───── Records provided
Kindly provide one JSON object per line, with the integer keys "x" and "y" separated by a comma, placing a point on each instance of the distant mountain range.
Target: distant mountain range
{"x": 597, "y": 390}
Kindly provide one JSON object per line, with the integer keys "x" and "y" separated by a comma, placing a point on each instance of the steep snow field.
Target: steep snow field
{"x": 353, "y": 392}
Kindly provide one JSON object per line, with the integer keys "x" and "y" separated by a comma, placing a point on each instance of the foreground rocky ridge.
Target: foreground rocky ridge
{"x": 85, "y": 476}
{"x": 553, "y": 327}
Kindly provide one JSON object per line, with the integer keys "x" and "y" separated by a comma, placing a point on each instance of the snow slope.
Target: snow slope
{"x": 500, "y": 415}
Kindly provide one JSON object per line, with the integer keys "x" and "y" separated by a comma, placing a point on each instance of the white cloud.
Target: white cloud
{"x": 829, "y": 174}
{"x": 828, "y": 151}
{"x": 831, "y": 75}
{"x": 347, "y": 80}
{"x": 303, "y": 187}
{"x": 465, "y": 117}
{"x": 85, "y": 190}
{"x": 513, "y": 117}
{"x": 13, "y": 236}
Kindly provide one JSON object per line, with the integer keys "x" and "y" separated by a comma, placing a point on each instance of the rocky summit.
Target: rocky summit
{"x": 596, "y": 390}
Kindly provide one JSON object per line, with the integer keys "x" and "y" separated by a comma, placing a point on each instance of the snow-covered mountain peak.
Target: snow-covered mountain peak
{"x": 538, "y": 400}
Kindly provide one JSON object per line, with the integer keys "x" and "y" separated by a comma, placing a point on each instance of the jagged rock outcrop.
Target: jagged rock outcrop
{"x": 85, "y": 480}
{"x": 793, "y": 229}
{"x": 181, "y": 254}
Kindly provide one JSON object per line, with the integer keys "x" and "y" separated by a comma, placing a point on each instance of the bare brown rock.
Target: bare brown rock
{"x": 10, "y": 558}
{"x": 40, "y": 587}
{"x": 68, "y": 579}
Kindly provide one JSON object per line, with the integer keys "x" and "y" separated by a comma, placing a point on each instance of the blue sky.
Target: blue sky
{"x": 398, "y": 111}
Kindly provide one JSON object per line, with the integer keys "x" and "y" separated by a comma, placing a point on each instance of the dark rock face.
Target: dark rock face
──────────
───── Records provided
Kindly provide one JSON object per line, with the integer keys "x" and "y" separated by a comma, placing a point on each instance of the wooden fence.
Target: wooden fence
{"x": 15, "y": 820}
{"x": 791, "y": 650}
──────────
───── Records provided
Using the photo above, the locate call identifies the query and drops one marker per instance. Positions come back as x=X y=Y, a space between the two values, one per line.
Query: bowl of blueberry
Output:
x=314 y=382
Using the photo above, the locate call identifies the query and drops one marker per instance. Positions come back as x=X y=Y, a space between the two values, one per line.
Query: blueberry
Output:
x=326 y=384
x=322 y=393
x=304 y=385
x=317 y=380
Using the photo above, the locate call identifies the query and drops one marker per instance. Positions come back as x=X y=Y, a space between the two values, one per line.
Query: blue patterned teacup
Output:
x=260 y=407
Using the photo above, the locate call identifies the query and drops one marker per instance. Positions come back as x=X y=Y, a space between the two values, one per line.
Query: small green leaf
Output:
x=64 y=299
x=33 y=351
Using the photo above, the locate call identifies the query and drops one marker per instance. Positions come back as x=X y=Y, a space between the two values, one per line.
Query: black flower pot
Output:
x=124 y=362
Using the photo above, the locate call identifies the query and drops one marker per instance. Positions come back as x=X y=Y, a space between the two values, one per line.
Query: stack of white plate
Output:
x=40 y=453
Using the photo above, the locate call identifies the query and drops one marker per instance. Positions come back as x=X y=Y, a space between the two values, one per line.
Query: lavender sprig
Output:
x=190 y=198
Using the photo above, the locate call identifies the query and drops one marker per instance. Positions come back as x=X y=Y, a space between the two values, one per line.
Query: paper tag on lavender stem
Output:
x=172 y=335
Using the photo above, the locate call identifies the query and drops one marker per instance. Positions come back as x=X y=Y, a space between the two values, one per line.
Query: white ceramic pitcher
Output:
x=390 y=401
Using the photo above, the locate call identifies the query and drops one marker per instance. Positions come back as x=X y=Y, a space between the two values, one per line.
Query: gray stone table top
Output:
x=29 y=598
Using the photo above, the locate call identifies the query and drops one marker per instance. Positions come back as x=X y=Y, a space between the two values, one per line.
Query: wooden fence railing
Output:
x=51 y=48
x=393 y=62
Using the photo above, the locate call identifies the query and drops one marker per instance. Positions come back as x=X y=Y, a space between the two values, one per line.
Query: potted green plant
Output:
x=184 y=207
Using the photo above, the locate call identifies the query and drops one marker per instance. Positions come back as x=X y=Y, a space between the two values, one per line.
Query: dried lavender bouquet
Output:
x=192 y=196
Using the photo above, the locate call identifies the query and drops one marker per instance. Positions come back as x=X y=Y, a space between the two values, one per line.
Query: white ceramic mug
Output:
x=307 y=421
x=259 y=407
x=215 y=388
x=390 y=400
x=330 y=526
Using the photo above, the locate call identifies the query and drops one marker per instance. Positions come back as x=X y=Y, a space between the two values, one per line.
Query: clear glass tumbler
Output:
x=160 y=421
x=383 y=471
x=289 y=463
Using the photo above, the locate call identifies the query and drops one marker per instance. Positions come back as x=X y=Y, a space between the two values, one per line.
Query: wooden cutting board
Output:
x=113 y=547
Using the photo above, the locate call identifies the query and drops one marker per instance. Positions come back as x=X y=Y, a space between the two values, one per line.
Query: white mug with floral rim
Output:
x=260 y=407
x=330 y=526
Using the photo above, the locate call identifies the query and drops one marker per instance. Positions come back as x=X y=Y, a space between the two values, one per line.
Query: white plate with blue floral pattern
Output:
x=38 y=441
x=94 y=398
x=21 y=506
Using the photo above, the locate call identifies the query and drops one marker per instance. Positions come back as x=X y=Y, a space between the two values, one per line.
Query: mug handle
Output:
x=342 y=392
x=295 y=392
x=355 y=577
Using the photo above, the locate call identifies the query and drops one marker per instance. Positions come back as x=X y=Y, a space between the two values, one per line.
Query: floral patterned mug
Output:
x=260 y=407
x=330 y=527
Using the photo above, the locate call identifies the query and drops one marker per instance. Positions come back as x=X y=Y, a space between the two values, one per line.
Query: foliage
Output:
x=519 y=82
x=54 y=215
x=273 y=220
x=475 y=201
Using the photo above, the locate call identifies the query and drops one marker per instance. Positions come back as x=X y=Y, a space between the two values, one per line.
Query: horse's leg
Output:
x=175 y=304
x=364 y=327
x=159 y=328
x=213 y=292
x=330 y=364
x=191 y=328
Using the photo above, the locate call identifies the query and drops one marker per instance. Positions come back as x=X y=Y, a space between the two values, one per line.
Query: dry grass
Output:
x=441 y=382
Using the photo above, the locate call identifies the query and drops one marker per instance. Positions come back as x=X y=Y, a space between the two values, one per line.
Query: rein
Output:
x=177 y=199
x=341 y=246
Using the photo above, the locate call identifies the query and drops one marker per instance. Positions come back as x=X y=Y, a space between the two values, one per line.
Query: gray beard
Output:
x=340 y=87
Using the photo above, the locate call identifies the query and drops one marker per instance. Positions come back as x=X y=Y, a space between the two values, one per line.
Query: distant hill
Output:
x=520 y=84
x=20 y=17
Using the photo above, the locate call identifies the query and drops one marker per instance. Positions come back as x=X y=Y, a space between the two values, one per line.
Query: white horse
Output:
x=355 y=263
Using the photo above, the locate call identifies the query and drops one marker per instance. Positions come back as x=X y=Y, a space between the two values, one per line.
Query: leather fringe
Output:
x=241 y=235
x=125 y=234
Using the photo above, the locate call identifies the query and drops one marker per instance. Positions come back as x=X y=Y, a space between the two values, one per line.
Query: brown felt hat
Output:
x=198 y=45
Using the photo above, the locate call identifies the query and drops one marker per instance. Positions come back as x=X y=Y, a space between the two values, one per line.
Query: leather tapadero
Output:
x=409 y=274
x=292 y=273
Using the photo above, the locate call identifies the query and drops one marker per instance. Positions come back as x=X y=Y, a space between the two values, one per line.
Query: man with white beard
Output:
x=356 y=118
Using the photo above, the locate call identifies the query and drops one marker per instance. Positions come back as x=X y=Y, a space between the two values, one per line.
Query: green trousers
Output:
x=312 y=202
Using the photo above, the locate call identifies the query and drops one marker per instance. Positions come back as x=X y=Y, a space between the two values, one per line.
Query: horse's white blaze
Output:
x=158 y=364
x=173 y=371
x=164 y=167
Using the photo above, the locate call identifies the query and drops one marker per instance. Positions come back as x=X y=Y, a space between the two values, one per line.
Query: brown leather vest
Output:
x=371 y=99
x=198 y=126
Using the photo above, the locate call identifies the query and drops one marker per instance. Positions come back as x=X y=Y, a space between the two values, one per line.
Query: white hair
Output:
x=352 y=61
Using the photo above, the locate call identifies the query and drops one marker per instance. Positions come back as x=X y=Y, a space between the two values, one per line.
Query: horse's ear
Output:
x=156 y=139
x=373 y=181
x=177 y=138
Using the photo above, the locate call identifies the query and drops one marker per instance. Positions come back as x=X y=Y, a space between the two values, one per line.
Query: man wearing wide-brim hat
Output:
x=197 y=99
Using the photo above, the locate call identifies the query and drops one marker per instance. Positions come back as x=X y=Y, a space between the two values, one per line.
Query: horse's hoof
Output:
──────────
**Stated problem**
Select every line of the listing above that contains the string "floral". Matching is case-sensitive.

**Task answer**
Query: white mug with floral rim
Query: white plate with blue floral pattern
Query: floral patterned mug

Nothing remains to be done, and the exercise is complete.